:: Exercise prompt ::
Search the records below for "hand" and copy every line it turns up in.

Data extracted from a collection
************

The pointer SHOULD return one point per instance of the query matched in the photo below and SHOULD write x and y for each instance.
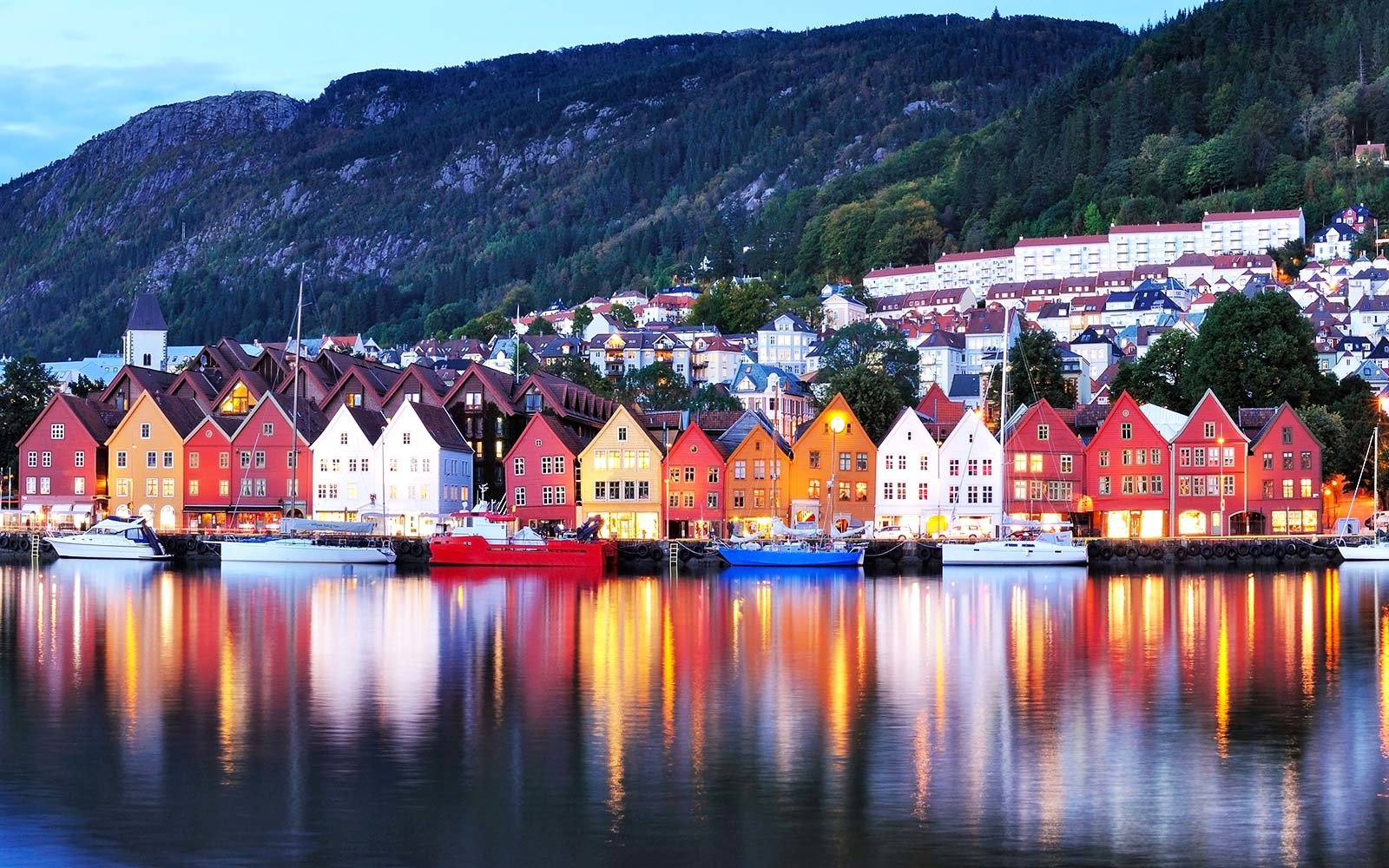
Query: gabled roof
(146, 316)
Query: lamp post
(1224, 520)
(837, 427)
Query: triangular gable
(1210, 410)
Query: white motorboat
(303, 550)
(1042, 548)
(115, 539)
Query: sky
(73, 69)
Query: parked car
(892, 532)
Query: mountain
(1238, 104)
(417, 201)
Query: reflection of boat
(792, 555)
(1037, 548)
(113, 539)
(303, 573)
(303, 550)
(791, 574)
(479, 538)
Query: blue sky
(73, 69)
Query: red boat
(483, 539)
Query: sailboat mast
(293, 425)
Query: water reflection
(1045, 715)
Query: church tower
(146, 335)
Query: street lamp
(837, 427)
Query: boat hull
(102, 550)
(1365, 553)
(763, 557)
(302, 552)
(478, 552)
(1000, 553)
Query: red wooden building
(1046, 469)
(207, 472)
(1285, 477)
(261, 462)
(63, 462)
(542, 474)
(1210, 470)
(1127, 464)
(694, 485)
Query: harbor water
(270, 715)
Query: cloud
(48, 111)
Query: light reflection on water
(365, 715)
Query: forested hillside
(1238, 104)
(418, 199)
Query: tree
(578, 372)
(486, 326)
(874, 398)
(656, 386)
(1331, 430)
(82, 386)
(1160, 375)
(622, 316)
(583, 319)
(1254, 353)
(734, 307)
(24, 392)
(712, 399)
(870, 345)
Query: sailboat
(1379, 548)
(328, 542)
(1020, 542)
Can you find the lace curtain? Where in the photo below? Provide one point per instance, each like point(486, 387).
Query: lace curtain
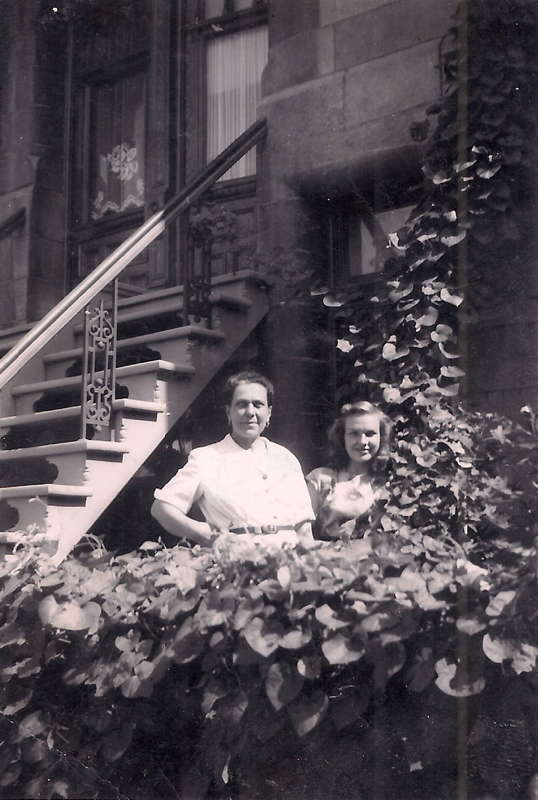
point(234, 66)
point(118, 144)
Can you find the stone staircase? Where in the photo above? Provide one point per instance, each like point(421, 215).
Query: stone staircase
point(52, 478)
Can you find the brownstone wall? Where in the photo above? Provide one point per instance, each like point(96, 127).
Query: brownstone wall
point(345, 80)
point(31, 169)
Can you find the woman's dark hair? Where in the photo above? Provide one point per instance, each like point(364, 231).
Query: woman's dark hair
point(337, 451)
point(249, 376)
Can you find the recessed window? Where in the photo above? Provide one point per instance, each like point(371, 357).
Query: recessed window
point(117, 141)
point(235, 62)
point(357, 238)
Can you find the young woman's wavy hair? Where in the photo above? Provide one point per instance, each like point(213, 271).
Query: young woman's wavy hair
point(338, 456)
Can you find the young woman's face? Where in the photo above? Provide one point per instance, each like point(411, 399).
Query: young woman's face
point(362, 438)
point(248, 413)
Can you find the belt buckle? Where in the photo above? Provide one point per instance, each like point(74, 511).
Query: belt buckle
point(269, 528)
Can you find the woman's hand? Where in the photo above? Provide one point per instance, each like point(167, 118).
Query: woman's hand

************

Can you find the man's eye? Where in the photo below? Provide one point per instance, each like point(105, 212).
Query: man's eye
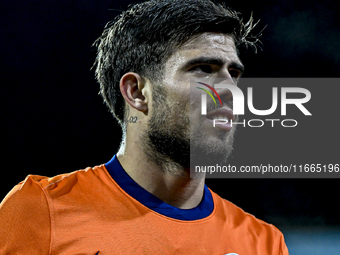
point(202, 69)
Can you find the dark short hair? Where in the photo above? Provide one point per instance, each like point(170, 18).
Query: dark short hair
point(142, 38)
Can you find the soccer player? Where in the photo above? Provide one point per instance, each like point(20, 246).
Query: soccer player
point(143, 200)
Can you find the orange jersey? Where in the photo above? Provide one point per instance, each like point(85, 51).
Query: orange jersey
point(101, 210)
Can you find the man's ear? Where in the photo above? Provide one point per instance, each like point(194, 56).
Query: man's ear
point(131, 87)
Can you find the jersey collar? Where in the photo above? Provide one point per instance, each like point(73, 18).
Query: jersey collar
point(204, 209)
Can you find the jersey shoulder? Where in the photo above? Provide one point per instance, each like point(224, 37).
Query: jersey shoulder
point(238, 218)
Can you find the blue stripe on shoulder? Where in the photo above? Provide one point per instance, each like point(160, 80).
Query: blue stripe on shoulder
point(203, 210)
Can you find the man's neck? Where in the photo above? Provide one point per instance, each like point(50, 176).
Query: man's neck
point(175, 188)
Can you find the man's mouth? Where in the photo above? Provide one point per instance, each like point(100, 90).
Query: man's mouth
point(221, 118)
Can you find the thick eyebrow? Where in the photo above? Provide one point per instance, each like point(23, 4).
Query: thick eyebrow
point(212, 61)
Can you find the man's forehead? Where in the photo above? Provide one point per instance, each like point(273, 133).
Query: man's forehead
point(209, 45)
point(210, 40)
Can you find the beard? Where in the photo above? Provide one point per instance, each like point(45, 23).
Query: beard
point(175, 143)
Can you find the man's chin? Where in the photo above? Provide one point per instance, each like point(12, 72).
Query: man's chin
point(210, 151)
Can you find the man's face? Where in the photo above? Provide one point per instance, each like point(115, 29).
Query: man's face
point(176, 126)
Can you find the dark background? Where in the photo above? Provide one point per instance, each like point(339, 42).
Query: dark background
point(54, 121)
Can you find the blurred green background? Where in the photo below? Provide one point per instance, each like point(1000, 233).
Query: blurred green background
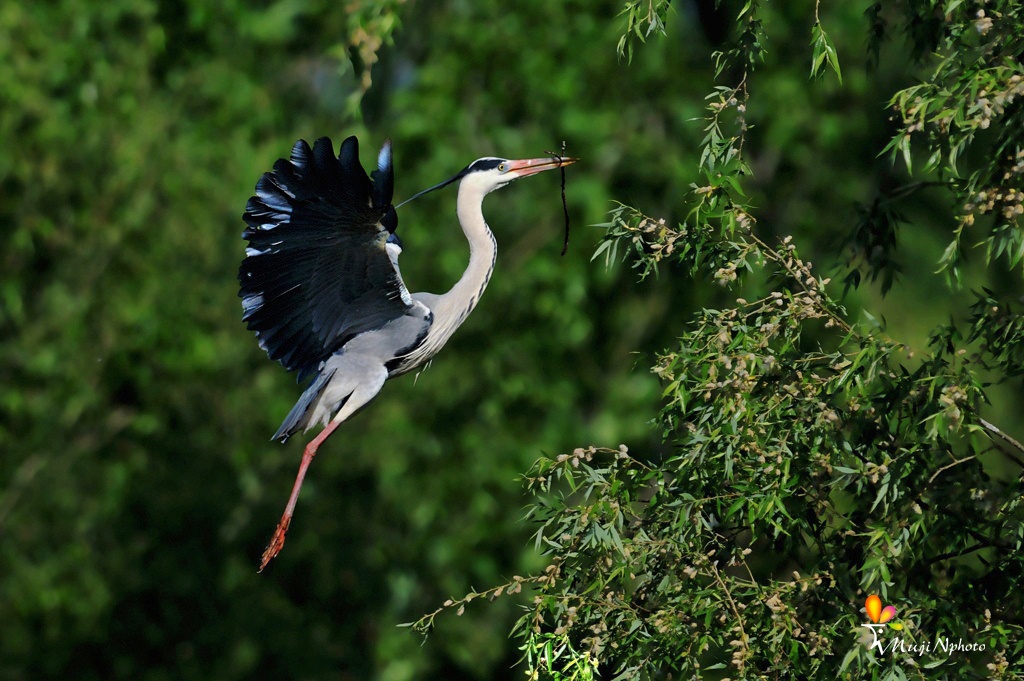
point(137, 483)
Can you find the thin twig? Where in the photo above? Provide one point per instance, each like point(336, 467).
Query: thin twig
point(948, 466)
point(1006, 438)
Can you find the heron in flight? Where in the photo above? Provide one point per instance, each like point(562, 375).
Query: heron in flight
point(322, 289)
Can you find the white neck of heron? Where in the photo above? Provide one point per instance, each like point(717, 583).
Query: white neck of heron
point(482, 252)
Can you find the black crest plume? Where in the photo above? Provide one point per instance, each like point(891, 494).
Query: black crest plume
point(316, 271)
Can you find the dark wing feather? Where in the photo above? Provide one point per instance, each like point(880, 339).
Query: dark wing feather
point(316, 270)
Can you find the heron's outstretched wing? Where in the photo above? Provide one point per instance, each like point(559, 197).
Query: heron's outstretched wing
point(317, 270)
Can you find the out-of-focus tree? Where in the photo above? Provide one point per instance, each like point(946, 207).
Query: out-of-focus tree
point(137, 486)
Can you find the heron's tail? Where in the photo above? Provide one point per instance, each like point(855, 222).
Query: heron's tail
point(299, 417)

************

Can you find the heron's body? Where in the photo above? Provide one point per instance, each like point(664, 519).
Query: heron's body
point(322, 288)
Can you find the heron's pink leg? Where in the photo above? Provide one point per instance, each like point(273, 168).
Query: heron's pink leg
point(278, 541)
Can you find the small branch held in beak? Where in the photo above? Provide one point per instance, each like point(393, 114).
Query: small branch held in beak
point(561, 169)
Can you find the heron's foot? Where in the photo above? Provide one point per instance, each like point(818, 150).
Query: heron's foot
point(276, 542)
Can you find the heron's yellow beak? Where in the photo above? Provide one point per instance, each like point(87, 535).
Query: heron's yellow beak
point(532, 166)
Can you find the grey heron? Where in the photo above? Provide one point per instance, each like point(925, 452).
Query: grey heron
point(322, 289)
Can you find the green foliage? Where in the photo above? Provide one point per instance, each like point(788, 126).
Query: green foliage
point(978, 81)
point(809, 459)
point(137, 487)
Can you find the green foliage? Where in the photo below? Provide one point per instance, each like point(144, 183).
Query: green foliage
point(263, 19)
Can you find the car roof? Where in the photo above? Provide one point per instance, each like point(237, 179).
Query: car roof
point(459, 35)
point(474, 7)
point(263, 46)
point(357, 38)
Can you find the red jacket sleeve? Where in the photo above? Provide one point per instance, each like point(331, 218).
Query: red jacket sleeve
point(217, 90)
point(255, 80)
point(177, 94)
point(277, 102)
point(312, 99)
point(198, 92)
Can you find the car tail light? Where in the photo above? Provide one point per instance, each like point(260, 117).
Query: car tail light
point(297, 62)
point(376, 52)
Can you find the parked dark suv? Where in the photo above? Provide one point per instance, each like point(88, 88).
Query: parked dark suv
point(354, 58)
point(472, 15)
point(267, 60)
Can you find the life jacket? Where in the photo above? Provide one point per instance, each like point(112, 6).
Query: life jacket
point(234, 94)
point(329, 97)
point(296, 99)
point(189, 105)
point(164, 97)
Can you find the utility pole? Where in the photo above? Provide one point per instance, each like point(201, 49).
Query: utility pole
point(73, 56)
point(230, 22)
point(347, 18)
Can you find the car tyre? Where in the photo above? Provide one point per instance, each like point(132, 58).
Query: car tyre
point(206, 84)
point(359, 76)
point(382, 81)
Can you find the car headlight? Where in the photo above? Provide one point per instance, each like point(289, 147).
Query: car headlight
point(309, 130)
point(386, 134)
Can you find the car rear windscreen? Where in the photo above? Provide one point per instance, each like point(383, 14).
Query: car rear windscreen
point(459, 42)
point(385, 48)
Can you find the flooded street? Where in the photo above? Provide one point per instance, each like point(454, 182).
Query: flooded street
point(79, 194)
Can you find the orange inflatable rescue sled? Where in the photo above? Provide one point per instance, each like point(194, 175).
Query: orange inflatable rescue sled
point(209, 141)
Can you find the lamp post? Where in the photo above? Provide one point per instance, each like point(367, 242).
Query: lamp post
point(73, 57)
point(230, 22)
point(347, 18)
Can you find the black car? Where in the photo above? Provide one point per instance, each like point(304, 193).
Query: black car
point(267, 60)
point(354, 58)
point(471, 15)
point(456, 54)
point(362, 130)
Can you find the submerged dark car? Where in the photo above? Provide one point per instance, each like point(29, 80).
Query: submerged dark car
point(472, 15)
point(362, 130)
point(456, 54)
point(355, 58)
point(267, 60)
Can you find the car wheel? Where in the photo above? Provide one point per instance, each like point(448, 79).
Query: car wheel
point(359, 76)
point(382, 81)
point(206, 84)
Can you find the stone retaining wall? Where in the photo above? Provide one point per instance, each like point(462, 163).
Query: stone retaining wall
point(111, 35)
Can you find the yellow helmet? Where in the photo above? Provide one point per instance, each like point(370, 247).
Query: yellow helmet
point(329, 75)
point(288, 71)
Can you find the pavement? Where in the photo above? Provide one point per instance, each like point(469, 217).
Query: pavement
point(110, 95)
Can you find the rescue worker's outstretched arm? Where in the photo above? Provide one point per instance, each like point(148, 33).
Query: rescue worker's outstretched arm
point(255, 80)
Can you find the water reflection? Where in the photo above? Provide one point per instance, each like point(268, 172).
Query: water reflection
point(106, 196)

************

:: Exercise response ::
Can you find the woman's hand? Where in the photo above? Provide one point per instance, each like point(167, 118).
Query: woman's hand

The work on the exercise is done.